- **The problem**:
The listing that follows is to be repeated exactly.
◆ ◆ ◆ ◆
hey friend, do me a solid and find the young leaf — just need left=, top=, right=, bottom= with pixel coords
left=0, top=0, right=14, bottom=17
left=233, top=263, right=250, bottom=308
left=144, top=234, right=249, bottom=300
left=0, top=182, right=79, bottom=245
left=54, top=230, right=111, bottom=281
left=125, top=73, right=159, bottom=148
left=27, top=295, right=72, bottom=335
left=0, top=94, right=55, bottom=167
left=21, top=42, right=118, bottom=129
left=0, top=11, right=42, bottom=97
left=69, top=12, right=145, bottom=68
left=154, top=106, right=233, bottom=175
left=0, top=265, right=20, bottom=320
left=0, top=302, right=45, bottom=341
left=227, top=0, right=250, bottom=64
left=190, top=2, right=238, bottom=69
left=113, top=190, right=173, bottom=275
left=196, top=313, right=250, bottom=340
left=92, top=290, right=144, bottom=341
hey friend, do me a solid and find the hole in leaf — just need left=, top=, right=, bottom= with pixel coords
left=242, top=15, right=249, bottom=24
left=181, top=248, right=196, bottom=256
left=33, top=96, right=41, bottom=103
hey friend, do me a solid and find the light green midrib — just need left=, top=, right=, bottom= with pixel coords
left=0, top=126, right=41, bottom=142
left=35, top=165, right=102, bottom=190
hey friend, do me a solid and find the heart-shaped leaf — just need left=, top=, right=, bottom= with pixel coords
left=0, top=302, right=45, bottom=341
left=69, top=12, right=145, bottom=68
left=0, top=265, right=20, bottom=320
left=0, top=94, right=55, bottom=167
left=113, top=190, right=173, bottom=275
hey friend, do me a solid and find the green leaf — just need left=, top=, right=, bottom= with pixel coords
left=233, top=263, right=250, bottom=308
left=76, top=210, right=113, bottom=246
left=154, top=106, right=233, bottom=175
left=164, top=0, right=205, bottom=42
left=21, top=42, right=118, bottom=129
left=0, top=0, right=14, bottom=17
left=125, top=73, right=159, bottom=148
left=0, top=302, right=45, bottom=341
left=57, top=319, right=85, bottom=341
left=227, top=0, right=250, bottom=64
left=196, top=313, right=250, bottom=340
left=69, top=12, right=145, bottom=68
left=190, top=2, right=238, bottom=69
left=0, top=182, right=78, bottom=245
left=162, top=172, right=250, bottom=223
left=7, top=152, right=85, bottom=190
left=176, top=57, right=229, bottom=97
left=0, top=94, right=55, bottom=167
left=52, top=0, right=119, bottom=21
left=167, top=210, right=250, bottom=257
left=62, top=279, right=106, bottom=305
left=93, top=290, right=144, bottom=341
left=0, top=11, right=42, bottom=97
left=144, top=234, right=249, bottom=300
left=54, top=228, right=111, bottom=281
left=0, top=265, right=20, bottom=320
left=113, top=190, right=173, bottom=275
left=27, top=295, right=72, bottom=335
◆ ◆ ◆ ◆
- **Written solution**:
hey friend, do me a solid and find the young leaf — just need left=, top=, right=, bottom= with pixel coords
left=0, top=0, right=14, bottom=17
left=233, top=263, right=250, bottom=308
left=144, top=234, right=249, bottom=300
left=0, top=182, right=79, bottom=245
left=54, top=230, right=111, bottom=281
left=125, top=73, right=159, bottom=148
left=27, top=295, right=72, bottom=335
left=0, top=94, right=55, bottom=167
left=21, top=42, right=118, bottom=129
left=0, top=11, right=42, bottom=97
left=69, top=12, right=145, bottom=68
left=154, top=106, right=233, bottom=175
left=0, top=265, right=20, bottom=320
left=0, top=302, right=45, bottom=341
left=227, top=0, right=250, bottom=64
left=190, top=2, right=238, bottom=69
left=113, top=190, right=173, bottom=275
left=196, top=313, right=250, bottom=340
left=92, top=290, right=144, bottom=341
hey friend, do me a solid and find the hole in leaf — just need left=, top=, right=, bottom= with pixel coords
left=242, top=15, right=249, bottom=24
left=181, top=248, right=196, bottom=256
left=33, top=96, right=41, bottom=103
hey friend, do me a solid and find the light green midrib — just need left=, top=, right=, bottom= with pixel coords
left=0, top=126, right=41, bottom=142
left=35, top=165, right=102, bottom=190
hey friend, do me a solid and find the heart-shaped leaf — just need left=, top=, right=, bottom= with pixel coords
left=0, top=302, right=45, bottom=341
left=69, top=12, right=145, bottom=68
left=0, top=265, right=20, bottom=320
left=0, top=94, right=55, bottom=167
left=113, top=190, right=173, bottom=275
hey friend, do me a solid and find the green leaf — just need left=, top=, right=, bottom= with pixel coords
left=233, top=263, right=250, bottom=308
left=76, top=210, right=113, bottom=246
left=154, top=106, right=233, bottom=175
left=164, top=0, right=205, bottom=42
left=21, top=42, right=118, bottom=129
left=0, top=0, right=14, bottom=17
left=125, top=73, right=159, bottom=148
left=0, top=302, right=45, bottom=341
left=57, top=319, right=85, bottom=341
left=227, top=0, right=250, bottom=64
left=196, top=313, right=250, bottom=340
left=69, top=12, right=145, bottom=68
left=190, top=2, right=238, bottom=69
left=0, top=182, right=78, bottom=245
left=162, top=172, right=250, bottom=223
left=7, top=152, right=85, bottom=190
left=176, top=57, right=229, bottom=97
left=0, top=94, right=55, bottom=167
left=52, top=0, right=119, bottom=21
left=167, top=210, right=250, bottom=257
left=62, top=279, right=106, bottom=305
left=93, top=290, right=144, bottom=341
left=0, top=11, right=42, bottom=97
left=144, top=234, right=249, bottom=300
left=54, top=228, right=111, bottom=281
left=0, top=265, right=20, bottom=320
left=113, top=190, right=173, bottom=275
left=27, top=295, right=72, bottom=335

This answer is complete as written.